====== SOURCE PASSAGE

THE CONSTITUTION AND CONGRESS

THE Constitution of Cuba has many excellences. Some features have, indeed, proved to be bad in the way they have worked out, but the evil is not apparent at first reading, and is due rather to the way they have been interpreted than to anything inherently wrong in them. A Constitution such as Cuba has might have been equally satisfactory to the people of the United States as the one they possess, while the Cubans would have had no better fortune with the fundamental document of the northern republic than they have had with their own. The difference in the degree of success the two Constitutions have had is due wholly to the difference in the two peoples. The Cubans, handicapped by evil political traditions which put the personal advantage of office-holders far above any consideration of public service, have debauched their own Constitution, so that it appears to be seriously defective in many particulars. No document could have been devised, however, that would have been able to avoid the evils in Cuban political life, for it could not possibly rise superior to the level of the people.

In general, the Constitution resembles that of the United States, with a number of improvements in the light of American experience and in accord with Cuban conditions. It is a much longer and far more detailed document, with a total of 115 "articles," distributed through fourteen "titles."

============
====== PROVIDED DATA

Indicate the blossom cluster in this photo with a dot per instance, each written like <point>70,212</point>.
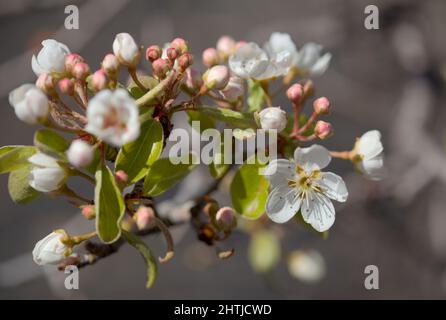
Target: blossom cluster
<point>94,123</point>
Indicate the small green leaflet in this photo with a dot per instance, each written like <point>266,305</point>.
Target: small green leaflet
<point>109,205</point>
<point>15,157</point>
<point>249,191</point>
<point>136,157</point>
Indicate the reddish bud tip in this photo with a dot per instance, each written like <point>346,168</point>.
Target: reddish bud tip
<point>153,52</point>
<point>121,176</point>
<point>295,93</point>
<point>99,80</point>
<point>185,61</point>
<point>71,60</point>
<point>66,86</point>
<point>160,68</point>
<point>323,130</point>
<point>321,105</point>
<point>81,70</point>
<point>210,57</point>
<point>180,44</point>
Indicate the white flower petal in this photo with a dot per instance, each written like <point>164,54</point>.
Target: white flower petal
<point>318,211</point>
<point>333,186</point>
<point>372,168</point>
<point>314,157</point>
<point>282,204</point>
<point>279,171</point>
<point>308,55</point>
<point>36,66</point>
<point>369,145</point>
<point>43,160</point>
<point>321,65</point>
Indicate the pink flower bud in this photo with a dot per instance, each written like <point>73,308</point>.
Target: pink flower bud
<point>81,70</point>
<point>45,82</point>
<point>66,86</point>
<point>80,154</point>
<point>185,61</point>
<point>193,79</point>
<point>89,212</point>
<point>99,80</point>
<point>273,118</point>
<point>180,44</point>
<point>160,68</point>
<point>321,105</point>
<point>226,46</point>
<point>234,89</point>
<point>143,217</point>
<point>240,44</point>
<point>172,53</point>
<point>225,218</point>
<point>217,77</point>
<point>210,57</point>
<point>294,93</point>
<point>308,88</point>
<point>121,176</point>
<point>110,65</point>
<point>322,130</point>
<point>70,61</point>
<point>153,52</point>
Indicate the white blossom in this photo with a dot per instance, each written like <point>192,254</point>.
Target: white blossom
<point>80,153</point>
<point>234,89</point>
<point>50,250</point>
<point>30,103</point>
<point>51,58</point>
<point>113,117</point>
<point>250,61</point>
<point>126,49</point>
<point>300,184</point>
<point>369,151</point>
<point>308,60</point>
<point>273,118</point>
<point>46,175</point>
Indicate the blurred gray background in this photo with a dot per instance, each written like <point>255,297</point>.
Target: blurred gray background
<point>391,79</point>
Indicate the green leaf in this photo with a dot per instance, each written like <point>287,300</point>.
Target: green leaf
<point>136,157</point>
<point>217,167</point>
<point>163,175</point>
<point>303,118</point>
<point>19,189</point>
<point>206,122</point>
<point>308,226</point>
<point>145,252</point>
<point>109,205</point>
<point>256,96</point>
<point>264,251</point>
<point>235,118</point>
<point>15,157</point>
<point>49,141</point>
<point>147,81</point>
<point>249,191</point>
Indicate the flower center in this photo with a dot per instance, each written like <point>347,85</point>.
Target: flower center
<point>113,120</point>
<point>305,181</point>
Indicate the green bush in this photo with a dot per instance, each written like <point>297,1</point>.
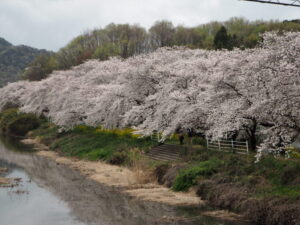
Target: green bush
<point>188,177</point>
<point>14,122</point>
<point>118,158</point>
<point>22,124</point>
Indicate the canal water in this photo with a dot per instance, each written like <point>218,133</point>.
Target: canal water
<point>47,193</point>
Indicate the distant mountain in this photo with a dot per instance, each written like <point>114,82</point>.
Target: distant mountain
<point>14,59</point>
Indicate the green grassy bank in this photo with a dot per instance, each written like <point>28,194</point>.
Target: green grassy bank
<point>267,192</point>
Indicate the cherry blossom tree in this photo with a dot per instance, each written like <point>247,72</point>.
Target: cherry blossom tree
<point>220,94</point>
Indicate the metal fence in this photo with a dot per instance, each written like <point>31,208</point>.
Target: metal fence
<point>240,147</point>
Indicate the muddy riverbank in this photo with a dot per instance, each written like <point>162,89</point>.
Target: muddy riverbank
<point>94,203</point>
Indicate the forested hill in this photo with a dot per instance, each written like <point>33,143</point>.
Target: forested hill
<point>14,59</point>
<point>126,40</point>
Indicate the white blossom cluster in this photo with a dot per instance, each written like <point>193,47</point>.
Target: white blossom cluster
<point>218,93</point>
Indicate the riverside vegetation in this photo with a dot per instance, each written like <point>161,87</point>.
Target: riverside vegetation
<point>266,193</point>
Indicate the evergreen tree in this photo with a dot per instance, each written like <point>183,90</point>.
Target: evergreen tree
<point>222,39</point>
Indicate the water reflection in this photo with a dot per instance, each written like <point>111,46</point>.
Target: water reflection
<point>81,199</point>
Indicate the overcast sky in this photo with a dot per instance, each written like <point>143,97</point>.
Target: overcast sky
<point>50,24</point>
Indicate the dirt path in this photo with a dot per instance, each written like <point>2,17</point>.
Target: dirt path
<point>120,177</point>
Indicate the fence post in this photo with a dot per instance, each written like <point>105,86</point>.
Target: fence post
<point>207,143</point>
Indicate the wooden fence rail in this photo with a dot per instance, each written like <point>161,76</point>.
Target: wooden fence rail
<point>240,147</point>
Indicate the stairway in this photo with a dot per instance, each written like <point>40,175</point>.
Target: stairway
<point>165,152</point>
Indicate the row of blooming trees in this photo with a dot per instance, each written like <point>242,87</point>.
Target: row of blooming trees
<point>216,93</point>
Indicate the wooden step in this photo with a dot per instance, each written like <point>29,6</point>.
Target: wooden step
<point>165,152</point>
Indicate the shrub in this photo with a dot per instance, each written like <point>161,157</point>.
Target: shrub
<point>188,177</point>
<point>16,123</point>
<point>118,158</point>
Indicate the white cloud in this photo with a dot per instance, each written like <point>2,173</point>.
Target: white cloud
<point>51,24</point>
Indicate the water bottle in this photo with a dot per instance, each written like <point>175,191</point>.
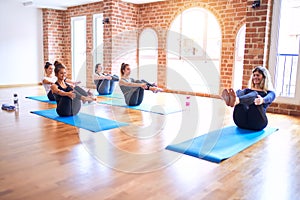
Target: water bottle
<point>187,103</point>
<point>16,101</point>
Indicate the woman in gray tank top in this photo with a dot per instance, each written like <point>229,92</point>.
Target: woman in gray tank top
<point>133,90</point>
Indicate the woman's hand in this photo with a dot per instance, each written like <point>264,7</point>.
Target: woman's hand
<point>71,94</point>
<point>259,100</point>
<point>144,86</point>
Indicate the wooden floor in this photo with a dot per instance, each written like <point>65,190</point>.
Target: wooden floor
<point>45,159</point>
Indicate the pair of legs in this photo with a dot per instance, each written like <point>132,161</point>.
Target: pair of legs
<point>246,114</point>
<point>69,107</point>
<point>105,87</point>
<point>50,96</point>
<point>134,95</point>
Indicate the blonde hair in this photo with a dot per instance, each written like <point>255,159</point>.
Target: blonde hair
<point>266,84</point>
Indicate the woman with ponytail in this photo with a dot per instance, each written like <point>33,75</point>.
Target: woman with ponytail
<point>133,90</point>
<point>48,80</point>
<point>250,104</point>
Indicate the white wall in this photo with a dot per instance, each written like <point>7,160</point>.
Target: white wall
<point>21,43</point>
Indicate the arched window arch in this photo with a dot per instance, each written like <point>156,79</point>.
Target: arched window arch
<point>193,52</point>
<point>148,53</point>
<point>239,58</point>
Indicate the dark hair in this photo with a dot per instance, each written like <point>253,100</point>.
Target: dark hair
<point>47,65</point>
<point>58,67</point>
<point>260,70</point>
<point>123,67</point>
<point>56,63</point>
<point>96,67</point>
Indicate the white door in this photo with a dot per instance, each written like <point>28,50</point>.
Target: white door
<point>78,45</point>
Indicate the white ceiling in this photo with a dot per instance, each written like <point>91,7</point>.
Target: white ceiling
<point>64,4</point>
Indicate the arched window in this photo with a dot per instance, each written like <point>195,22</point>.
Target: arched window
<point>193,52</point>
<point>148,44</point>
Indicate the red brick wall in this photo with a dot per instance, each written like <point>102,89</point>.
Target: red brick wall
<point>128,20</point>
<point>54,35</point>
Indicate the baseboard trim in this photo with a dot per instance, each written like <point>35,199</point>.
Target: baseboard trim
<point>20,85</point>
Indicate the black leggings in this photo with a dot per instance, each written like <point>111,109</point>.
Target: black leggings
<point>247,115</point>
<point>136,97</point>
<point>50,96</point>
<point>67,106</point>
<point>105,87</point>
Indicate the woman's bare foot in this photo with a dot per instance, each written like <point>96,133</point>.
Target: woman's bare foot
<point>155,89</point>
<point>225,96</point>
<point>88,99</point>
<point>232,98</point>
<point>90,93</point>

============

- DIRECTION -
Resume the passage on the Cuban Constitution above, picking up right after its last sentence.

- RESPONSE TO THIS EXERCISE -
In addition, there is a preamble, some transitory provisions in unnumbered paragraphs (no longer important), the Platt Amendment "appendix," and the Permanent Treaty with the United States in the same terms as the appendix. The two last-named features belong rather to the field of relations with the United States than to the subject under discussion here, and so may be omitted from consideration. The following is a brief summary of the fourteen titles:

Title I proclaims an independent republic for Cuba and adjacent islands, and divides the territory into the six already existing provinces.

Title II defines who are Cubans, including the native-born and naturalized foreigners.

Title III provides that foreigners are entitled to the same protection and civil rights and subject to the same civil obligations as Cubans.

Title IV is the Cuban "Bill of Rights." It is more complete than that of the United States. One article announces freedom of worship and the separation of church and state. Another makes primary education compulsory and free. Universal man-suffrage is provided for, and a paragraph is included "to assure the intervention of minorities in the preparation of the census of voters and other electoral matters and in their representation in the House of Representatives, the Provincial Councils, and Municipal Boards." In all, there are thirty-two articles in this title.

Title V vests sovereignty in the Cuban people.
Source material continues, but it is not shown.